Plankton, krill, and salmon abound, creating the ideal smorgasbord for whales, especially during the summer months. At this time, they migrate from their winter feeding grounds near Hawaii, Baja California, Central America, and Mexico to the cooler waters of Alaska.

The Alaska Department of Fish and Game is committed to conserving the state’s marine life. Coastal conservation areas, like Glacier National Park and Kenai Fjords National Park, help keep Alaska perfect for whales and whale-watching experiences.

Travelers Love Alaska, Too

Alaska is a fantastic destination for family travel, offering a range of family-friendly activities on land and sea, like dog-sledding, karting, museums, conservation centers, fishing, whale watching, and plenty of wide open spaces to explore.

The state is easily accessible, whether you’re arriving by plane or cruise ship, and it’s easy to hire a car and find excellent accommodations for your stay. These include:

City Hotels

In more developed areas, like Juneau and Anchorage, you’ll find many hotels to choose from. There are low-budget offerings as well as all-the-frills, five-star establishments located across the state.

Lodges and Resorts

Lodges and resorts offer some of the most comfortable and expensive all-inclusive accommodations in Alaska. You’re sure to find just what you’re looking for, whether it’s a basic room or a super-luxurious and exclusive experience.

Cabins and Self-Catering Accommodations

Do you like the freedom and cost-savings offered by self-catering accommodation? Alaska offers many roadside lodges, resorts, and backpackers where you can come, go, and dine as you please.

Roadside Adventure Lodges

These lodges serve as stopping points on the way to Alaska’s wonderful national parks from major centers. They’re all located close to the main thoroughfares and offer comfortable overnight accommodations.

Specialty Lodges

Specialty lodges are area-specific and cater to people who are in Alaska to enjoy particular activities. Remote bear-watching lodges increase your chances of seeing these large animals and other wildlife.

Photography outfits help you capture Alaska’s beauty most effectively, and fishing lodges help you make the most of this angler’s paradise.

Bed and Breakfasts

Bed and breakfast accommodation offers a more personalized stay. The added benefit of this accommodation is that you’ll learn a lot about Alaska from your friendly hosts.

RV Parks and Campgrounds

Camping and RVing offer the flexibility you need when you’re visiting Alaska for sightseeing. You’ll find many RV parks and campgrounds along the way to ensure you make the most of it.

» **About this exercise**
Resume the Alaska passage from its last sentence, adding a few paragraphs in the same style. Nothing in the records is needed for the work on the Alaska passage.

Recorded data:
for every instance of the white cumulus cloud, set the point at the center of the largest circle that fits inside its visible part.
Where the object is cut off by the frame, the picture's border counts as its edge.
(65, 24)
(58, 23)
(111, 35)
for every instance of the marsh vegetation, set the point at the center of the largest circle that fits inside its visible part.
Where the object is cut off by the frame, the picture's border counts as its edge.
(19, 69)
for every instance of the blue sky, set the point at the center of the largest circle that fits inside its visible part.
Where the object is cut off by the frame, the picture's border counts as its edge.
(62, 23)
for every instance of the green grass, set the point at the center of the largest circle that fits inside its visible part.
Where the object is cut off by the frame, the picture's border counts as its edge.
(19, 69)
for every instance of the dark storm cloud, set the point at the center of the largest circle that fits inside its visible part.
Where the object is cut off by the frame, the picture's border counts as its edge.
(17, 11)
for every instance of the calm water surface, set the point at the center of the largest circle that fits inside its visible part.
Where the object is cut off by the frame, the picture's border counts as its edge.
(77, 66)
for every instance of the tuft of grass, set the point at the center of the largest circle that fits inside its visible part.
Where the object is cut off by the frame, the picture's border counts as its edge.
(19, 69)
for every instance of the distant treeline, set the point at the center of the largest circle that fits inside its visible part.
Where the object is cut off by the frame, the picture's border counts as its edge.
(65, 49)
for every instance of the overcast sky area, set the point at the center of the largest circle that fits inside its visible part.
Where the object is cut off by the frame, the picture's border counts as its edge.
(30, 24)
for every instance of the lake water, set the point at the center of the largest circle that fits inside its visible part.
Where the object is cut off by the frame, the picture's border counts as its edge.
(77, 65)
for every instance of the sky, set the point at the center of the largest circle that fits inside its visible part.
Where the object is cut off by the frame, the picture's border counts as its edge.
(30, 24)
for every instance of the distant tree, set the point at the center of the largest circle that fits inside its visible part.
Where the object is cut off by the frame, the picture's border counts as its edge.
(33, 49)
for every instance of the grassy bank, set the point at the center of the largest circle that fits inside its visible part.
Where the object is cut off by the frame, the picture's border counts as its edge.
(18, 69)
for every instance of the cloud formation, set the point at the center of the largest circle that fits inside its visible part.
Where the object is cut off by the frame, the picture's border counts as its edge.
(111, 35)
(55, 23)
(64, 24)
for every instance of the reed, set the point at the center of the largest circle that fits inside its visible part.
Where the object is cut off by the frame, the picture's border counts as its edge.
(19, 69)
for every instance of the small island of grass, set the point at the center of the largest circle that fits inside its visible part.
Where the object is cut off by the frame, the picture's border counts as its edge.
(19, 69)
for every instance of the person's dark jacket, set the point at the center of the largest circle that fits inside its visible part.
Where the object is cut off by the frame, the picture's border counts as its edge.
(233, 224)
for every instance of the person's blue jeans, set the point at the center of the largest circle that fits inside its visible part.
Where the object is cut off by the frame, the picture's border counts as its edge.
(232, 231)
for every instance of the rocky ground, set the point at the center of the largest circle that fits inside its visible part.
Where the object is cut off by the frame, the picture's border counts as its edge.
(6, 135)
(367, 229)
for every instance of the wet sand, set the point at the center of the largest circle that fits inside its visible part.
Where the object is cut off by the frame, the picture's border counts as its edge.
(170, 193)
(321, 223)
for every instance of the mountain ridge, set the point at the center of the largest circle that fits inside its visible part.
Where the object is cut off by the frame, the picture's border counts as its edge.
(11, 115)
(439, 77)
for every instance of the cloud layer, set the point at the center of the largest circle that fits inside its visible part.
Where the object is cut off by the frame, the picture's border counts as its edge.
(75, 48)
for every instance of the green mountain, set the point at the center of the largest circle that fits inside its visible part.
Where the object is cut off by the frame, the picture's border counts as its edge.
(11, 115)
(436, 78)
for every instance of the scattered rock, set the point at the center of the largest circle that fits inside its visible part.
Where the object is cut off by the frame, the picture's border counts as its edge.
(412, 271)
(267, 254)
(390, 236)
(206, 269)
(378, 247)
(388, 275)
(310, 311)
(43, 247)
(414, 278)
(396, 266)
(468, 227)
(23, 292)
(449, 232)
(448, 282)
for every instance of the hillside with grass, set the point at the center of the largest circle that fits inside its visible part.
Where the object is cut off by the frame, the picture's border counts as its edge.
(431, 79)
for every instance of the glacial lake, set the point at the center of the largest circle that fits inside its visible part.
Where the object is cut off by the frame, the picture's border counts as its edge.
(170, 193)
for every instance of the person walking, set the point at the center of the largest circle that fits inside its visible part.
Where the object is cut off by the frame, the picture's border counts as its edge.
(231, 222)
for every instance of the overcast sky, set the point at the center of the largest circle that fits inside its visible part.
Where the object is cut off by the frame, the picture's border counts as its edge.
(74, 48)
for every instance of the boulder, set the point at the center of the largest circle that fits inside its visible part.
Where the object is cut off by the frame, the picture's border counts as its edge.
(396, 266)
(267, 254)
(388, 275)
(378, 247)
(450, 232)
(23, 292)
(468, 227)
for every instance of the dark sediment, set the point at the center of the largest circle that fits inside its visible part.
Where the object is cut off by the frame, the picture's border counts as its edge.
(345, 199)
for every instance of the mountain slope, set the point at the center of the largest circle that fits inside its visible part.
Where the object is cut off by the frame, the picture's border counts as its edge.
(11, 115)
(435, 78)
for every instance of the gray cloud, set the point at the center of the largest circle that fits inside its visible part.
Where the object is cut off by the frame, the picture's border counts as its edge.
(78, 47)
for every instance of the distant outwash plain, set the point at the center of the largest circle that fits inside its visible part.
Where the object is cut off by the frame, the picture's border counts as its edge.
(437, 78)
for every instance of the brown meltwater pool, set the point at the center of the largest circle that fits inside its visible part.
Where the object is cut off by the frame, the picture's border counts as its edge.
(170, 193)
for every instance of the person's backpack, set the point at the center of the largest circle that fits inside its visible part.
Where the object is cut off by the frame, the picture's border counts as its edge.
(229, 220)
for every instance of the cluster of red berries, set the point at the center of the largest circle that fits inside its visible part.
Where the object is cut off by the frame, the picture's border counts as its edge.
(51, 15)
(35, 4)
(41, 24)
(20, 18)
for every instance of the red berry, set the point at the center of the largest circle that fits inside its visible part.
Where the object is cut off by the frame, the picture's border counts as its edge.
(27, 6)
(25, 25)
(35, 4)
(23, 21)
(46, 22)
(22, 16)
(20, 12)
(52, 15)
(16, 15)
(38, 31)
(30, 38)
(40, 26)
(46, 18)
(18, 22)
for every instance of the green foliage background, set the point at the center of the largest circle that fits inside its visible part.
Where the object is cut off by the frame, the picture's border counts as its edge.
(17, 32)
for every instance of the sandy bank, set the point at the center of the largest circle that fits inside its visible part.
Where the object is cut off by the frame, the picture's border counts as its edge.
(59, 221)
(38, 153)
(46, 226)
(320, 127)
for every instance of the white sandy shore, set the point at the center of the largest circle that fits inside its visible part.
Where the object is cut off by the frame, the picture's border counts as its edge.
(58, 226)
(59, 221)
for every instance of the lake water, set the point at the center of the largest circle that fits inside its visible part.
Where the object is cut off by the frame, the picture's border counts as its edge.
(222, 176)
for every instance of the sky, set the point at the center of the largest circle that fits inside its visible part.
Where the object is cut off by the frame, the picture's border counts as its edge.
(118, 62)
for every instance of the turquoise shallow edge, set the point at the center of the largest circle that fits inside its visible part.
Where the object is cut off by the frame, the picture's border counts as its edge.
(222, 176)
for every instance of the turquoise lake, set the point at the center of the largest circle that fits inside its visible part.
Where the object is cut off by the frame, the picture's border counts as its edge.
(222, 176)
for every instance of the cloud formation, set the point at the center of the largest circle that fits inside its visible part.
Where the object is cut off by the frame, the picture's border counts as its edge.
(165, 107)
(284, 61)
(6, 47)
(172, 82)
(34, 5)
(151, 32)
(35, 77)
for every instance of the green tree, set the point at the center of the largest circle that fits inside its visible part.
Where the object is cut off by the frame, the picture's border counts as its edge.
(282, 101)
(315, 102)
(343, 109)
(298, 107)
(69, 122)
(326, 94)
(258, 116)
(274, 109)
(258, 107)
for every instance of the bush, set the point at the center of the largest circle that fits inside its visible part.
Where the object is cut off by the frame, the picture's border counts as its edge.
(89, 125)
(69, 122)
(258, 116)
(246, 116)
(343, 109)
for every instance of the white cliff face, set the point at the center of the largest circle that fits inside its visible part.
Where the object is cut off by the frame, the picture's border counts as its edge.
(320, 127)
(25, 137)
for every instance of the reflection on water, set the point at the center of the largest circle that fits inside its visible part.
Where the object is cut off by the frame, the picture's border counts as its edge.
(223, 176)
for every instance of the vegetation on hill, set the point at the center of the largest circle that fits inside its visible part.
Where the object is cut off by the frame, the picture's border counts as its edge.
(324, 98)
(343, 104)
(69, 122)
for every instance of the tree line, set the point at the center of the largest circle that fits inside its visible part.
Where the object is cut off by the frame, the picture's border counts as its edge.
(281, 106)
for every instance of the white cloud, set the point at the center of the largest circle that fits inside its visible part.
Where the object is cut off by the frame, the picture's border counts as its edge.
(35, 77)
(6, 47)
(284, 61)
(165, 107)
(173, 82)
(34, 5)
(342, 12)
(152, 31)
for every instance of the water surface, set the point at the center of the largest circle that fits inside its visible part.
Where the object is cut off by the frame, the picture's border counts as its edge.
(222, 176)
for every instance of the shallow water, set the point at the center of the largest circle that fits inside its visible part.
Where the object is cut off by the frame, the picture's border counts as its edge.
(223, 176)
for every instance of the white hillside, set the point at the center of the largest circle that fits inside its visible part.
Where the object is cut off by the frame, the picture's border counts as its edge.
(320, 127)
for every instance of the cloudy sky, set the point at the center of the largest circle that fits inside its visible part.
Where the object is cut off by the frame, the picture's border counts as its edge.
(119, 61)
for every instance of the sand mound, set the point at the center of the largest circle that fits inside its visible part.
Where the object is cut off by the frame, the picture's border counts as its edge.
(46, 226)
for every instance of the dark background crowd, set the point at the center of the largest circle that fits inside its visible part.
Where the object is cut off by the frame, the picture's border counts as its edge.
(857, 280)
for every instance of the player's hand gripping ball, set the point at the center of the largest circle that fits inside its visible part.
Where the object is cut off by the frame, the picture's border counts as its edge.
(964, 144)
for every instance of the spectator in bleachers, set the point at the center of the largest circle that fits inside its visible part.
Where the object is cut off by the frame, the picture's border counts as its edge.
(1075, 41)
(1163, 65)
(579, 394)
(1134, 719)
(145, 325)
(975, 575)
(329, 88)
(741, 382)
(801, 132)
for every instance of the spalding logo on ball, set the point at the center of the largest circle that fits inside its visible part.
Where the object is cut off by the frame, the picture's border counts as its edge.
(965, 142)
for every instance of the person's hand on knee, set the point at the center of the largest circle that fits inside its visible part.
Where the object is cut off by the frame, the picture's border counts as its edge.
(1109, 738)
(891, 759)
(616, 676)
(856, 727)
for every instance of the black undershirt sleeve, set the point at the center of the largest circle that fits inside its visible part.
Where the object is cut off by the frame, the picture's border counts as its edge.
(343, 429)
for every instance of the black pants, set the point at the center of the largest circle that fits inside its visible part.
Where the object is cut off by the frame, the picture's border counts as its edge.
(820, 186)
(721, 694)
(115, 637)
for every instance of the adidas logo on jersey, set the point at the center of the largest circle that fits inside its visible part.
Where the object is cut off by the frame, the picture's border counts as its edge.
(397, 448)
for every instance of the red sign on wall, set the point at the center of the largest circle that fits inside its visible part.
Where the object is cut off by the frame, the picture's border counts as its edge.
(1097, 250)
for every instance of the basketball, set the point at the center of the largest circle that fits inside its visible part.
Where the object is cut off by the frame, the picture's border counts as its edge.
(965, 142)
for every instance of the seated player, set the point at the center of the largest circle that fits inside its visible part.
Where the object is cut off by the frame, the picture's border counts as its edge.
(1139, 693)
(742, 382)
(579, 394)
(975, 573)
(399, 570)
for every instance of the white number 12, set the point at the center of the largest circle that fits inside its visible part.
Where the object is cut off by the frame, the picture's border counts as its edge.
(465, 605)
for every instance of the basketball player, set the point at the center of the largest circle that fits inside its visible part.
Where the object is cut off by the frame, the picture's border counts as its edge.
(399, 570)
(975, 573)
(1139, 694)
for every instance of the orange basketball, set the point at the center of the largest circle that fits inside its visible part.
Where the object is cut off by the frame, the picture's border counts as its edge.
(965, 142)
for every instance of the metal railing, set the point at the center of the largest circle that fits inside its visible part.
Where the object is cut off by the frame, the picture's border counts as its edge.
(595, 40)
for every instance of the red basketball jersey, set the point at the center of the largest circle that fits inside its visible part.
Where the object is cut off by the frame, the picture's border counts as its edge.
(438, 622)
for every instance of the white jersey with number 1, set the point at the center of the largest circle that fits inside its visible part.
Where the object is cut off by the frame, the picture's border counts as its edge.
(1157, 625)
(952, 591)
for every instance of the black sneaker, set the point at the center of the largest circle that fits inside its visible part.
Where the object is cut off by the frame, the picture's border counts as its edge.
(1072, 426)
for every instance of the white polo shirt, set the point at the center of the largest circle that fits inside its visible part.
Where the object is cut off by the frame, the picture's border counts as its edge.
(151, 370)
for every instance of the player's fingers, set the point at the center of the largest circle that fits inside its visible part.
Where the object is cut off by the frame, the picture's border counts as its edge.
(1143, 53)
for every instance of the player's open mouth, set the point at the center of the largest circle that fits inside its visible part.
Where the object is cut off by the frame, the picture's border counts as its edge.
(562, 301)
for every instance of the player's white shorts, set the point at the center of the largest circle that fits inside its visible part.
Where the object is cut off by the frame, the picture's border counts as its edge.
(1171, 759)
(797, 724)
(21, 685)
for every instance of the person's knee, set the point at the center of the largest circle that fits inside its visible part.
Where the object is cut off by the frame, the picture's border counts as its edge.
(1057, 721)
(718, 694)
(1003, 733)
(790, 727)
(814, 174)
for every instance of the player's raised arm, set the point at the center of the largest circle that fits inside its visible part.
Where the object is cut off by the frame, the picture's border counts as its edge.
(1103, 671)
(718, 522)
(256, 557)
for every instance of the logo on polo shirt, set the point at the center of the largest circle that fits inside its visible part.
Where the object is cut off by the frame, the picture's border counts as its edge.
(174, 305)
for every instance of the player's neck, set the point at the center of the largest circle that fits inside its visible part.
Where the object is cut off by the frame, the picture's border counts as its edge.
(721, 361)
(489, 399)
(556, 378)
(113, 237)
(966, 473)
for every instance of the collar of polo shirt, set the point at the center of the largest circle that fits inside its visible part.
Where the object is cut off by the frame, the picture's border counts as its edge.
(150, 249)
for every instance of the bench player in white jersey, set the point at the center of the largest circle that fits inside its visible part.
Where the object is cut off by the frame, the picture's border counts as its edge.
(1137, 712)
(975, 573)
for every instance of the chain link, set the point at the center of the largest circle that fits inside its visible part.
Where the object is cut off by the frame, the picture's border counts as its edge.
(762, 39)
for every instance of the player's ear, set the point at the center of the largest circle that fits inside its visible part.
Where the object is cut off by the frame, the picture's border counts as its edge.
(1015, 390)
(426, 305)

» **Response area**
About Whales in Alaska

Humanity has hunted whales for centuries to harvest their meat, blubber, skins, and bones. At first, these activities had little impact on whale populations, but the advent of motorized ships soon put an end to that.

For nearly 400 years, whalers plundered the seas, killing whales indiscriminately and reducing some populations by as much as 90%. Due to this mass destruction, most countries declared a moratorium on whaling in 1986.

Since then, whale populations have slowly started to recover, although they still face pressure from commercial fishing and habitat destruction.

In Alaska, the Inupiat and Siberian Yupik people of western and northern Alaska are allowed to continue their traditional whale harvests undisturbed, as these have little impact on whale populations and are an important part of their traditional lifestyle.

Although whale-watching activities have contributed to conservation by helping to draw attention to the plight of whales, there are some concerns about whether boating activity affects them negatively. While scientists attempt to unravel this mystery, it’s vital to follow established guidelines for these seafaring activities.

How To Choose a Whale-Watching Tour

While whales are abundant in Alaska during the peak viewing season, you’ll greatly benefit from expert help during your attempts to view them. Joining a guided tour or booking a boat charter are the best ways to spot whales and also learn insights into their behavior and biology, as well as the need to conserve them.

With the right guidance, you’re bound to enjoy unforgettable whale-watching experiences during your time in Alaska. These are the things to consider when choosing the perfect partner for your adventure:

Type of Vessel

When deciding on a whale tour, you can choose from small boats for a personalized experience or a large boat for added stability on choppy waters.

Many passengers on board cruise ships have reported whale sightings while onboard, too, but this is a bonus rather than a guarantee while cruising.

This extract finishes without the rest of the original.